» Aufgabenbeschreibung
Geben Sie aus dem Forumsthread über Anfängerkurse in der Eifel den Abschnitt von „1. Juchhu's Fahrtechnikurse“ bis „Deiner Nähe ab.“ wortgetreu wieder.

» Quellauszug
<<<<
# Anfängerkurs in der Eifel



## susan2001 (7. März 2007)

Weiß jemand von euch wer einen Anfängerkurs in der Eifel und/oder umgebung anbietet?

Bin für jeden Tipp dankbar


----------



## Deleted 30320 (7. März 2007)

anfängerkurs wofür


----------



## MTB-News.de




----------



## susan2001 (8. März 2007)

Hatte da an sowas gedacht http://www.bergradtouren.de/mtb-fahrtechnik.htm


----------



## bikesiggi (26. März 2007)

Hallo,

scha mal hier http://www.vamos24.de/de/wks.php Ist aber in Königswinter aber ganz ok.

Gruß
Siggi


----------



## susan2001 (27. März 2007)

super, vielen Dank für den Tipp


----------



## Eifelwolf (8. April 2007)

Weitere Möglichkeiten wären (wenn's hier und in Aachen nichts wird, was mich allerdings wundern würde):

1. Juchhu's Fahrtechnikurse im Bergischen Land http://www.mtb-news.de/forum/showthread.php?t=122159

2. SIT (kommerzieller Betrieb) http://www.sportsinteam.de/index.php?id=44, ebenfalls im Bergischen Land

3. Mitfahren beim LMB-Touren, da lernt man auch etwas vom Zuschauen  . In Aachen gibt es doch jetzt auch eine Anfängergruppe (meine ich zumindest gelesen zu haben), 
oder hier http://www.mtb-news.de/forum/forumdisplay.php?f=21 im Köln-Bonner-Forum z. B. Touren 

des KFL-Teams (http://www.mtb-news.de/forum/showthread.php?t=173394 Köngisforst Nähe Köln) oder 

auch wir selbst (Team Tomburg Light http://www.mtb-news.de/forum/showthread.php?t=222807, auch in der Nordeifel unterwegs), das spielt sich relativ in Deiner Nähe ab.

Viel Spaß beim Ausprobieren  !


----------



## susan2001 (8. April 2007)

Hi,

erstmal vielen Dank

Hast du reinzufällig ne Adresse aus Aachen , wo ich mich wegen eines Kurs melden kann?

Ist mir nämlich nichts aus dem Aachener Raum bekannt.


----------



## Eifelwolf (9. April 2007)

Leider nicht, bin aber sicher, einer der Aachener Cracks aus dem K-BN-AC-Lokalforum kann Dir hier weiterhelfen  . 

Wenn es keine Kurse in AC geben sollte, dann evtl. dieses hier: http://www.mtb-news.de/forum/showthread.php?t=265857 sind doch schon ein paar Mädels in einer "Anfängergruppe" vertreten, die zudem "Zugriff" auf "trainierte Jungs" (O-Ton-Beitrag) haben; die "trainierten Jungs" zeigen bestimmt gerne den ein oder anderen Kniff. Nett fragen kostet nix  .


----------



## freddyst (11. April 2007)

www.mtb-eifel.de


----------
>>>>
» Gegebene Daten
<<<<
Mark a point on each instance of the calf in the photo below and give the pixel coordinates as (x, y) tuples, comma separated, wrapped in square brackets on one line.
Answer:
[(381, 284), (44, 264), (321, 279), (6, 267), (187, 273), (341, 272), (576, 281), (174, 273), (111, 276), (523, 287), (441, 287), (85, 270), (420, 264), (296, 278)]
>>>>
» Endgültige Antwort
1. Juchhu's Fahrtechnikurse im Bergischen Land http://www.mtb-news.de/forum/showthread.php?t=122159

2. SIT (kommerzieller Betrieb) http://www.sportsinteam.de/index.php?id=44, ebenfalls im Bergischen Land

3. Mitfahren beim LMB-Touren, da lernt man auch etwas vom Zuschauen  . In Aachen gibt es doch jetzt auch eine Anfängergruppe (meine ich zumindest gelesen zu haben), 
oder hier http://www.mtb-news.de/forum/forumdisplay.php?f=21 im Köln-Bonner-Forum z. B. Touren 

des KFL-Teams (http://www.mtb-news.de/forum/showthread.php?t=173394 Köngisforst Nähe Köln) oder 

auch wir selbst (Team Tomburg Light http://www.mtb-news.de/forum/showthread.php?t=222807, auch in der Nordeifel unterwegs), das spielt sich relativ in Deiner Nähe ab.